» **Data**
────

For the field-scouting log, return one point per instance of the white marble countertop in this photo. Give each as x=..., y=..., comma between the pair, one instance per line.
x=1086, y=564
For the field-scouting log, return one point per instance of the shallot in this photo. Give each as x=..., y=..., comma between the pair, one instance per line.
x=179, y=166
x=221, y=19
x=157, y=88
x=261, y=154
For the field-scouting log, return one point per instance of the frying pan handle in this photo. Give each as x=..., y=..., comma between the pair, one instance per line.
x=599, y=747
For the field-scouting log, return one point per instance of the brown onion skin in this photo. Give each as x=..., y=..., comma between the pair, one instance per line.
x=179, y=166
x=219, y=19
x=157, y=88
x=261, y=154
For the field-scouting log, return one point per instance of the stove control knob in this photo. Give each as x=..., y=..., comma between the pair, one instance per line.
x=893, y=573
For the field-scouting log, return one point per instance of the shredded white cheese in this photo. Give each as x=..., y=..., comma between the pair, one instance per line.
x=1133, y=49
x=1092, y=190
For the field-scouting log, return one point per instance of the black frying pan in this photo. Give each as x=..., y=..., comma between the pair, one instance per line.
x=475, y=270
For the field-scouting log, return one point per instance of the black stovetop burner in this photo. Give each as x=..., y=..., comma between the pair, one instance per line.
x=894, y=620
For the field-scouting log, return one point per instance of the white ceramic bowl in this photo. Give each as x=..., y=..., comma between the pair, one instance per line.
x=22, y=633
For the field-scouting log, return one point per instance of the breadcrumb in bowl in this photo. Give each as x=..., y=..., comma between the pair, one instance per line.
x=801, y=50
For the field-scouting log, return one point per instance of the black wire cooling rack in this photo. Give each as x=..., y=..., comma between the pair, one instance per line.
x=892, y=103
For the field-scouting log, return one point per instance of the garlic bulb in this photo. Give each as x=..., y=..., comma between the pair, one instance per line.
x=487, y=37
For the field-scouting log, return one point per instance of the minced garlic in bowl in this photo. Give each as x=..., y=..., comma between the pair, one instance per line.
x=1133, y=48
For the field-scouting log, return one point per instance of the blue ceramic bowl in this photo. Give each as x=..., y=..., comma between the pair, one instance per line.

────

» **What is needed**
Taking no liberties, give the material above again in full.

» **Result for this task**
For the field-scouting log, return one point per instance of the white marble countertop in this photo. Give each as x=..., y=..., comma between the pair, one instance per line.
x=1086, y=564
For the field-scouting log, return one point per instance of the shallot in this photo. Give each as x=..., y=..., comma between the pair, one instance per line.
x=179, y=166
x=221, y=19
x=157, y=88
x=261, y=154
For the field-scouting log, return one point per instance of the frying pan handle in this photo. Give each as x=..., y=..., comma between the pair, one instance per line.
x=599, y=747
For the field-scouting log, return one point per instance of the brown onion skin in this photo. Give each as x=..., y=..., comma between the pair, one instance per line.
x=179, y=166
x=219, y=19
x=157, y=88
x=261, y=154
For the field-scouting log, return one point per instance of the stove control knob in this photo. Give each as x=..., y=..., comma between the pair, one instance per line.
x=893, y=573
For the field-scouting log, return one point per instance of the shredded white cheese in this photo. Give each as x=..., y=..., comma between the pair, one instance per line.
x=1133, y=49
x=1092, y=190
For the field-scouting log, return one point per instance of the black frying pan in this photo. Give each as x=..., y=..., comma between the pair, one instance per line.
x=475, y=270
For the field-scouting log, return one point per instance of the black stovetop burner in this photo. Give each as x=..., y=..., comma between the pair, one instance per line.
x=894, y=620
For the field-scouting log, return one point per instance of the white ceramic bowl in this photo. Give each as x=..., y=..., comma between the pair, one instance per line.
x=22, y=633
For the field-scouting log, return one point per instance of the breadcrumb in bowl in this photo. Give each as x=..., y=..., comma between the pair, one instance per line.
x=801, y=50
For the field-scouting log, return one point per instance of the black wire cooling rack in this photo. Give each as x=..., y=..., comma between the pair, one instance per line.
x=892, y=103
For the field-scouting log, return one point per instance of the garlic bulb in this photo. Give each as x=..., y=..., comma between the pair, one instance per line.
x=487, y=37
For the field-scouting log, return one point per instance of the minced garlic in bowl in this photo. Give each as x=..., y=..., comma between the pair, one instance per line.
x=1133, y=48
For the field-scouting log, return one point per instance of the blue ceramic bowl in this photo. Give each as x=..., y=..., comma between the pair, one instance per line.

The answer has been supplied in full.